◆ **PROBLEM DETAILS**
Every line from the line containing "the green grass" through the final line below is to be repeated exactly; no other line is.

◆ **SOURCE DATA**
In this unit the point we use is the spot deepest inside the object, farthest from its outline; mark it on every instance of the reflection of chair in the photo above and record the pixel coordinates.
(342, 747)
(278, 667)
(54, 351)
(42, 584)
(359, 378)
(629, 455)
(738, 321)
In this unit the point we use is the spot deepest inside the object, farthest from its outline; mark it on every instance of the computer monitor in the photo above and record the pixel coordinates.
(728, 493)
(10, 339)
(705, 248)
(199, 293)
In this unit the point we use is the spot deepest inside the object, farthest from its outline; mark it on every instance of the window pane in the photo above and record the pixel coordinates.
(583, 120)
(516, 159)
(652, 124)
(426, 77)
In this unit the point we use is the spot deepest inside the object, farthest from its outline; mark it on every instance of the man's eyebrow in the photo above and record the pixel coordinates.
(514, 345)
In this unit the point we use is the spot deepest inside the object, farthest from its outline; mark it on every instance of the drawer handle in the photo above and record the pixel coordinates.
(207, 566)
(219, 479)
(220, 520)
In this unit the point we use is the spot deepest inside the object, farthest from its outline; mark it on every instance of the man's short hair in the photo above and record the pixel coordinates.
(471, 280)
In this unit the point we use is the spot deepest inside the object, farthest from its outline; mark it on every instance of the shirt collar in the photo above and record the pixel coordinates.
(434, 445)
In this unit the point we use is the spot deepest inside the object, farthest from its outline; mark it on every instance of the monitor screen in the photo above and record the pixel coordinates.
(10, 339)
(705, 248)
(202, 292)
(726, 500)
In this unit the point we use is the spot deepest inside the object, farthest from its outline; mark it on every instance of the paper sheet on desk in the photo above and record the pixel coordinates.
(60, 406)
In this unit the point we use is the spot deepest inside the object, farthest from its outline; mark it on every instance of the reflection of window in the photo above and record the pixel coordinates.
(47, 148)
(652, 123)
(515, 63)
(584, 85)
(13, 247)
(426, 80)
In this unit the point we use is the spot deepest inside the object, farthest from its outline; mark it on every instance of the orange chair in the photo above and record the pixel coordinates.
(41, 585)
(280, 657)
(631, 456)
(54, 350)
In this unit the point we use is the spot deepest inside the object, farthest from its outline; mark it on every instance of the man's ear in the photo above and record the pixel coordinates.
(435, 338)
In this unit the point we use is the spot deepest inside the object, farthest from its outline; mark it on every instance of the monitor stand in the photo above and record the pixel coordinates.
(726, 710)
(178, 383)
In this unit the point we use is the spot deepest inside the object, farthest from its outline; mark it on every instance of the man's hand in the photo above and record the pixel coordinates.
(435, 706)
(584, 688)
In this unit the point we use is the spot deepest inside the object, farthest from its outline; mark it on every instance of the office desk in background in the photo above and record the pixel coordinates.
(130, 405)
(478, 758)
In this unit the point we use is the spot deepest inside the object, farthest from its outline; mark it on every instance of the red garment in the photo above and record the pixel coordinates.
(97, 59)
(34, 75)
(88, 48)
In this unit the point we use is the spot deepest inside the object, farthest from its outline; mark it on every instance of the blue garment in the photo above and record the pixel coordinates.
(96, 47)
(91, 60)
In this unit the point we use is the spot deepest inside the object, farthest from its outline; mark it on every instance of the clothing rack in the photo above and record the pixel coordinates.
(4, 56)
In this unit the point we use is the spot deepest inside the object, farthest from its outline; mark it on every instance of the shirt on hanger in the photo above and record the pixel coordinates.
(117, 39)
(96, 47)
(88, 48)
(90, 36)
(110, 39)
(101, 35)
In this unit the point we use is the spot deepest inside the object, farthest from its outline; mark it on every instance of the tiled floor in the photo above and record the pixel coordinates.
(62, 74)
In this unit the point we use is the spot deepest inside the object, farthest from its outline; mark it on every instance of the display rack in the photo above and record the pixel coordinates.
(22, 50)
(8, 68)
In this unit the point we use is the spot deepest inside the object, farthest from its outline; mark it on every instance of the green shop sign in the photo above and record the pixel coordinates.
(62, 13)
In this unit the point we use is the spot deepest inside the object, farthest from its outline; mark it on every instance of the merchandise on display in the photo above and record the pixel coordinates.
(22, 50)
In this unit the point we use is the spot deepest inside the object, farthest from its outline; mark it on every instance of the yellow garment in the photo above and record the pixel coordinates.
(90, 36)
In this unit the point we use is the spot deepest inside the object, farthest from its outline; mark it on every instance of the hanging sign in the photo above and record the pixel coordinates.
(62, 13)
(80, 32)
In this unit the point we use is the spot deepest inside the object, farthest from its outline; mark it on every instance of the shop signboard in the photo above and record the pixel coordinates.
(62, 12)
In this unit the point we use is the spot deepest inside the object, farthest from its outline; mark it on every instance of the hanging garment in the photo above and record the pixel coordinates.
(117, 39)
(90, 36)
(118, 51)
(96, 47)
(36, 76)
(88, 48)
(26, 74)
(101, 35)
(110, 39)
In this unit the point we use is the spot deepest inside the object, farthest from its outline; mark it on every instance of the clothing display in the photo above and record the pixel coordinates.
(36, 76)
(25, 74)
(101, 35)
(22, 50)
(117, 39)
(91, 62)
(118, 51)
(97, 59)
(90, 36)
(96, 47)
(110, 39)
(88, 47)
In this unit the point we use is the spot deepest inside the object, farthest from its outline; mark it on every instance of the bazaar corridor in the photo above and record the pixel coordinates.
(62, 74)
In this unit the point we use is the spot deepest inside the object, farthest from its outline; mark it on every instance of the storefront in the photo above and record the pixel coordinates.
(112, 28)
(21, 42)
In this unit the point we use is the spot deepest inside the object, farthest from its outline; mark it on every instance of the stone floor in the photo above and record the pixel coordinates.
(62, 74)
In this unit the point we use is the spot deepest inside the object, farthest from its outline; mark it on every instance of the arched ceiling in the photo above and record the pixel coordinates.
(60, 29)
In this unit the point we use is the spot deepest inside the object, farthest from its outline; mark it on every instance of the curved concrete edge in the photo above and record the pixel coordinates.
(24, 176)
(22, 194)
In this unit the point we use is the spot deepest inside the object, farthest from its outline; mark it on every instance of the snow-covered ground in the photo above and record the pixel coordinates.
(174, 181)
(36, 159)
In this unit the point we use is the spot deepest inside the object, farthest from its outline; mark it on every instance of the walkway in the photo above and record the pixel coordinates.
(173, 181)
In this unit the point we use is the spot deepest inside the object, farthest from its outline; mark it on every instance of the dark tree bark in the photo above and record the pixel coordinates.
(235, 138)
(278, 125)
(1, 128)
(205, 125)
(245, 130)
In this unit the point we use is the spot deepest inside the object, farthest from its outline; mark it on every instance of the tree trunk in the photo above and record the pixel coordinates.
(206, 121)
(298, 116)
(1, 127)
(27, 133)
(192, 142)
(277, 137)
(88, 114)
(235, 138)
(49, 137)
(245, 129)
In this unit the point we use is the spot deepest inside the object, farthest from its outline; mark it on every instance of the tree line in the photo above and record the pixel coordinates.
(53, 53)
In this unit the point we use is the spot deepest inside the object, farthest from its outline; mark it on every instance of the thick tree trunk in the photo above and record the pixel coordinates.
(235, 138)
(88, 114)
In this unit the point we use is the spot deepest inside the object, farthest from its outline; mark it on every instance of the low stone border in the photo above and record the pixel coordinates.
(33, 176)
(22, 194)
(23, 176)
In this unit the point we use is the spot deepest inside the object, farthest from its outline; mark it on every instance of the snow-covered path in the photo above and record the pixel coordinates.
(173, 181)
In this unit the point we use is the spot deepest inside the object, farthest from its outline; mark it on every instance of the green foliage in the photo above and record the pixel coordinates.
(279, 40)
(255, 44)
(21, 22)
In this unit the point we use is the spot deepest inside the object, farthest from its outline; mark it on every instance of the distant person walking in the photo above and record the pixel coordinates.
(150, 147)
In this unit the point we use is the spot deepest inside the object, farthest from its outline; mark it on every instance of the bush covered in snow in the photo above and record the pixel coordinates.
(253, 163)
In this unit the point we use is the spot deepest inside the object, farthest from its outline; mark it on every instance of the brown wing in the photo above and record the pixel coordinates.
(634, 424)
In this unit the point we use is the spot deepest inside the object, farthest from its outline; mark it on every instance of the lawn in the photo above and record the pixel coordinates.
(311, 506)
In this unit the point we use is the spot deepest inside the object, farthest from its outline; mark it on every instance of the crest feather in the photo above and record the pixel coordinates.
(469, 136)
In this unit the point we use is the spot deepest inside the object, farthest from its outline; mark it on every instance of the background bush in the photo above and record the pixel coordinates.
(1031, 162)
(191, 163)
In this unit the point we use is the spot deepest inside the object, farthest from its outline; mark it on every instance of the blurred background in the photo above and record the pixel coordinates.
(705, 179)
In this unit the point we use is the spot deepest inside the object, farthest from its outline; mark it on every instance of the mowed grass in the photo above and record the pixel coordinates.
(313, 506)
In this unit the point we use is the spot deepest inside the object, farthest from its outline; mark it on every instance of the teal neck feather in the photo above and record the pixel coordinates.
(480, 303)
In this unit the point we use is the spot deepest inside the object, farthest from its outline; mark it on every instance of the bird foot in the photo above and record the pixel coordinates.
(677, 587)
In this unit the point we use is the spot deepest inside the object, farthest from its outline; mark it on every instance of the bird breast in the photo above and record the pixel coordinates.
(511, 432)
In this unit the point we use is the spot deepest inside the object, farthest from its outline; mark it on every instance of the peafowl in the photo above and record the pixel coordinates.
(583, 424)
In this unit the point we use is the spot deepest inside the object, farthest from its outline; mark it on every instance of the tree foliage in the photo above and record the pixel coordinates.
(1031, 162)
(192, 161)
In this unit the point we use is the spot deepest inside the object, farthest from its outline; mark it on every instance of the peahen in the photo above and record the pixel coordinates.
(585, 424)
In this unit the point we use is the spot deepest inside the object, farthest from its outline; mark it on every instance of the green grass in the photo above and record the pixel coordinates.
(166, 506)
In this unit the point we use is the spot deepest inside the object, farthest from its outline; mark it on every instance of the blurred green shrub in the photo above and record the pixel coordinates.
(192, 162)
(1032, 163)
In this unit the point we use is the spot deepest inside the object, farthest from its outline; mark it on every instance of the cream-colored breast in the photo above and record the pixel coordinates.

◆ **WRITTEN ANSWER**
In this unit the point we use is the spot deepest inside the object, farthest from its outline; mark it on every instance of the green grass in the photo above and record the pixel coordinates.
(166, 506)
In this unit the point we use is the spot deepest inside the object, farthest from its outline; mark it on every instance of the blurred green shrub in the photo above and record the pixel coordinates.
(192, 162)
(1032, 163)
In this unit the point we use is the spot deepest inside the object, farthest from its outline; mark it on every instance of the cream-colored breast in the photo above and record the pixel coordinates.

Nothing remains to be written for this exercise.